◆ Stated goal: List the rows from the line with "of the beagle" to the line with "0, 601, 69, 679", both included, as a numbered list, and leave out any blank lines.

◆ The input:
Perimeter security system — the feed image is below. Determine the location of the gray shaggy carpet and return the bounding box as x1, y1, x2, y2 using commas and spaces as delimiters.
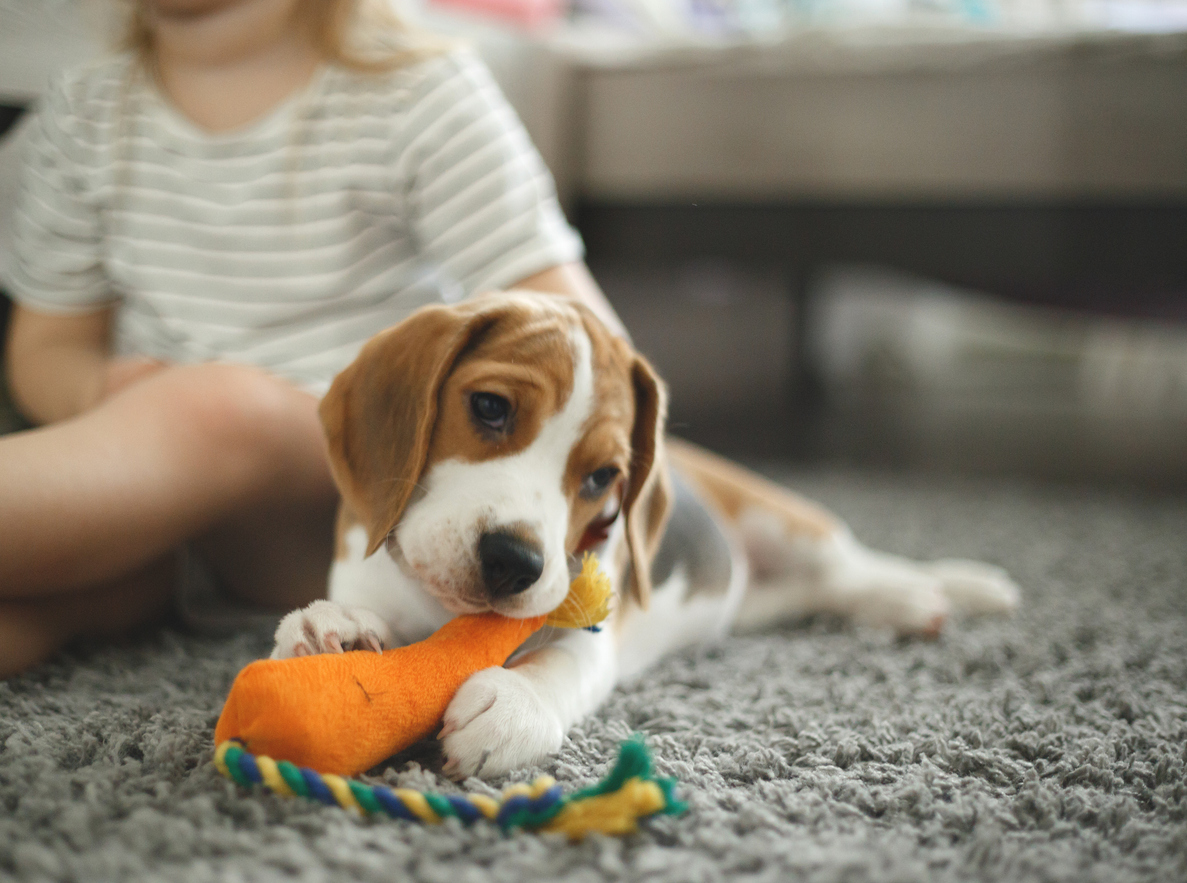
0, 470, 1187, 883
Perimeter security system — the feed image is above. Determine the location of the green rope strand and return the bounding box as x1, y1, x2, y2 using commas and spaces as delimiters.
214, 738, 687, 839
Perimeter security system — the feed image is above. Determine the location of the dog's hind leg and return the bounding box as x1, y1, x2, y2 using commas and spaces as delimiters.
668, 440, 1018, 635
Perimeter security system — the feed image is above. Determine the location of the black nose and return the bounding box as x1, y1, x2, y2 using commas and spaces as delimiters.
478, 533, 544, 598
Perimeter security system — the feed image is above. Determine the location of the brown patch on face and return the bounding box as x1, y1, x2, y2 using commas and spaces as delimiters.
425, 301, 576, 470
564, 311, 635, 554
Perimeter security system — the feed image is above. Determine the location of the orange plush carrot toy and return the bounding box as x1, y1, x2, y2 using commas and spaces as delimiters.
215, 555, 610, 776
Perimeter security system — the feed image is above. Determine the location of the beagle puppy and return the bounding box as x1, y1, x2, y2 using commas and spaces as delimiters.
272, 292, 1018, 777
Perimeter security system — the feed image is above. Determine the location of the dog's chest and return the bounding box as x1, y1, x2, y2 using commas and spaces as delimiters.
329, 525, 453, 643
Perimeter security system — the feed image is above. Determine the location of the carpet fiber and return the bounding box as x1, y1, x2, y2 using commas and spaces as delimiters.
0, 471, 1187, 883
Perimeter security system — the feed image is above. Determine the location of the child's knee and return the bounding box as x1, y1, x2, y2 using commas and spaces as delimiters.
155, 364, 322, 488
0, 601, 69, 679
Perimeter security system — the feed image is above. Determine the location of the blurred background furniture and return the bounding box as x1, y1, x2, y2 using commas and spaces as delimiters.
0, 0, 1187, 478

◆ Final result:
1. Perimeter security system — the feed image is above. Determine the location of the beagle puppy and return the bounding box as x1, y1, x2, y2 using commas and spaces as delimiters.
2. 272, 292, 1018, 777
3. Perimeter security system — the feed image is above. Determine the location of the dog's chest and return the bounding box as x1, y1, x2, y2 using commas and spaces as delimiters.
4. 329, 525, 453, 643
5. Perimeter security system — the feed image is above. Determine the location of the carpet fiber and return the bounding box as x1, y1, x2, y2 using commas and spaces as delimiters.
6. 0, 471, 1187, 883
7. Perimeter security system — the feed image is above. Determine the location of the child's knee and return the bounding box as x1, y1, x2, y2 using commas and spaces as delimiters.
8. 155, 364, 322, 488
9. 0, 601, 69, 679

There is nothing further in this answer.